→ **Task brief**
In the journal entry titled "The Rules," what weight does the writer report at the afternoon weigh-in?

→ **Exercise text**
Monday, August 02, 2004

The Rules

I broke the rules today.

I stormed into the hospital shortly after dawn and raised my voice to nurses knowing full well that there would be two results: the nurses would get flustered and start paying attention to Amy, and Amy would become even more upset because she knew I was taking out my frustrations on the wrong people. She's right; the nurses I bullied today were not the ones who had ignored Amy's needs last night, those nurses were gone by the time I could break out of work early and rush to the hospital in what could almost constitute a rage.

None the less, my fuming got Amy some attention. It got us both some answers.

I broke the rules today.

There was a Deacons meeting tonight. I wasn't there. I knew I wouldn't be, I'm too tired and too emotional these days and I knew that my fellow Deacons would take the opportunity to focus on Amy and me. The result would be our situation would dominate the meeting, perhaps to the neglect of others in our church who are also in need.

I know the Deacons still prayed for us and discussed what the church could do. I took great comfort in knowing the church is there for us, I simply couldn't be there for it

I broke the rules today.

I finally got a decent nap this afternoon following a rather traumatic morning at the hospital, and woke up determined to get in a good frustration venting walk. It was hot, so I took along a bottle of water. That lasted about a block. It was real hot. Too hot to be walking, much less marching along like a mad man on a mission with hand weights no less. I completed the walk, but I did have to stop when I found a shady spot and sit for about five minutes for fear I might keel over dead.

Still I tired myself out, which I wanted to do...in truth I've been averaging about 2 hours sleep a night lately and it's manifesting itself in many ways.

I broke the rules today.

Upon returning from my walk in a sweaty heap, I immediately went the fridge and slammed down a diet Pepsi. I don't usually drink soft drinks at all, but it was cold and it was good. I then had an ice cream bar I found in the freezer and followed it with another. I haven't treated myself to real ice cream in many many months. Even when on vacation during our almost nightly family excursions to the ice cream shop I restricted myself to frozen yogurt.

I weighed in this afternoon at 179 pounds, less than I weighed in college. I don't think today's backsliding will sabotage my health regimen and considering the various ways I've attempted to escape pain in the past, it's almost laughable to even be discussing a diet Pepsi and frozen heath bar 'bender'.

I broke the rules today.

As I walked I listened to various songs I have on my pocket PC, every so often I change them out, one rule I have is make sure there is a lot of diversity in the song list. Today however there were two versions of "Great Is Thy Faithfulness" that came up back to back. I listened to them both and remembered.

Even in times I am angry or weak, in those times when I make seemingly bad decisions or lapse into self pity and quick fix comforts. I am not alone and despite it all I am truly blessed.

In the end...God rules and He does not break.

Great is Thy faithfulness!
Great is Thy faithfulness!
Morning by morning new mercies I see.
All I have needed Thy hand hath provided;
Great is Thy faithfulness, Lord, unto me!

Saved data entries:

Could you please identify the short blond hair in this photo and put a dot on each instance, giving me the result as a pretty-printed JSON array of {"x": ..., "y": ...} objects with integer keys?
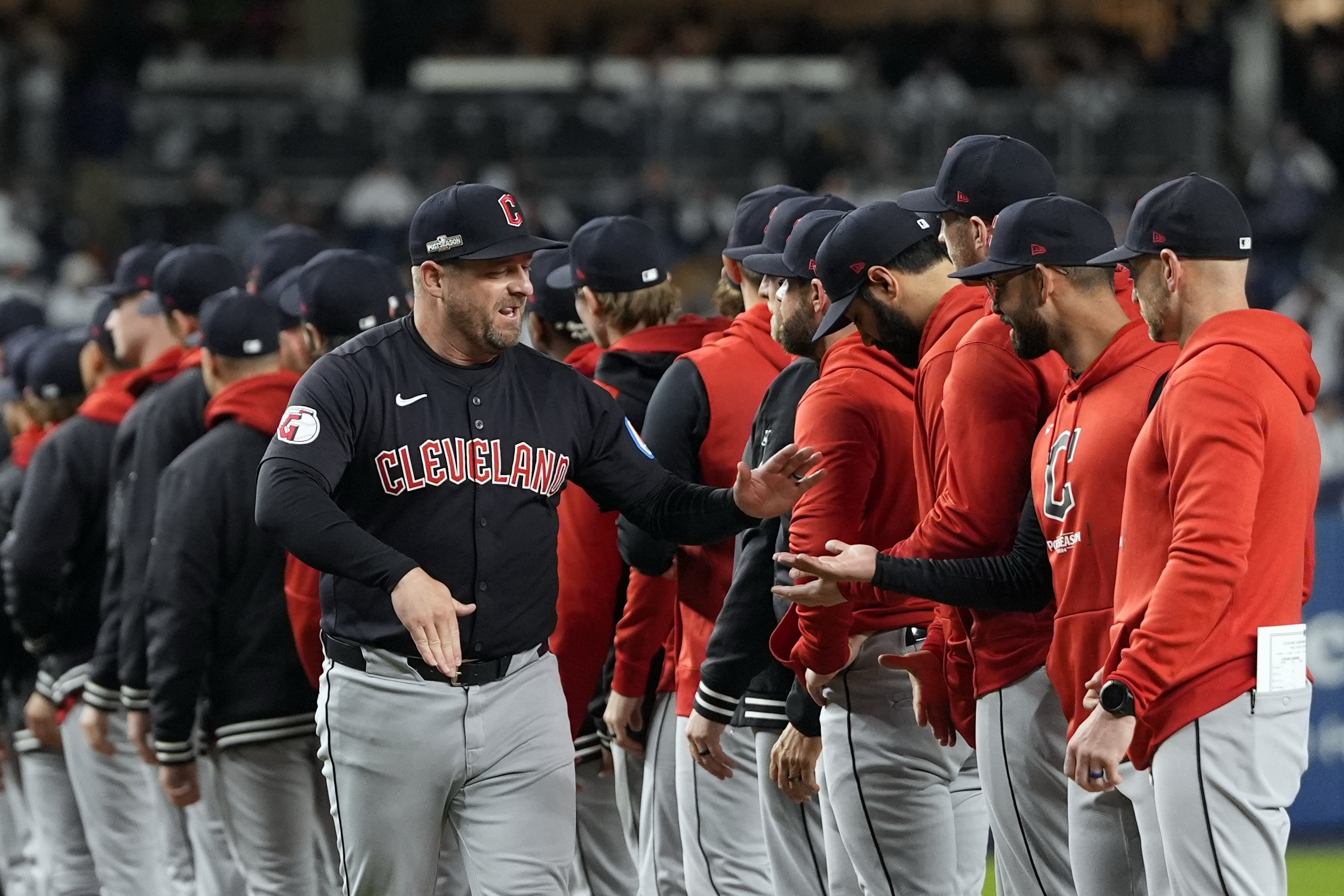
[{"x": 650, "y": 307}]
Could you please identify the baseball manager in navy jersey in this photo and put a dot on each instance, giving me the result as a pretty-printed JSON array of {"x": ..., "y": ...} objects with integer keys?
[{"x": 420, "y": 468}]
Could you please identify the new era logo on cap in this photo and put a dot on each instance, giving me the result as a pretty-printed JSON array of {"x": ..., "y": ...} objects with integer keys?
[{"x": 444, "y": 242}]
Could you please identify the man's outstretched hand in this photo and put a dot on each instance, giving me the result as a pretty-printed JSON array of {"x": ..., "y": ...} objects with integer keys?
[
  {"x": 775, "y": 487},
  {"x": 933, "y": 706},
  {"x": 850, "y": 563}
]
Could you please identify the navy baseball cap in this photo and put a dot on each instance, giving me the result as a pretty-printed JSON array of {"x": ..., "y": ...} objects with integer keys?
[
  {"x": 1051, "y": 230},
  {"x": 548, "y": 303},
  {"x": 136, "y": 270},
  {"x": 473, "y": 222},
  {"x": 18, "y": 313},
  {"x": 240, "y": 324},
  {"x": 344, "y": 292},
  {"x": 612, "y": 254},
  {"x": 752, "y": 217},
  {"x": 18, "y": 349},
  {"x": 99, "y": 331},
  {"x": 188, "y": 276},
  {"x": 981, "y": 175},
  {"x": 1193, "y": 215},
  {"x": 53, "y": 370},
  {"x": 282, "y": 249},
  {"x": 273, "y": 291},
  {"x": 869, "y": 237},
  {"x": 800, "y": 254},
  {"x": 783, "y": 221}
]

→ **The answer**
179 pounds, which is less than the writer weighed in college.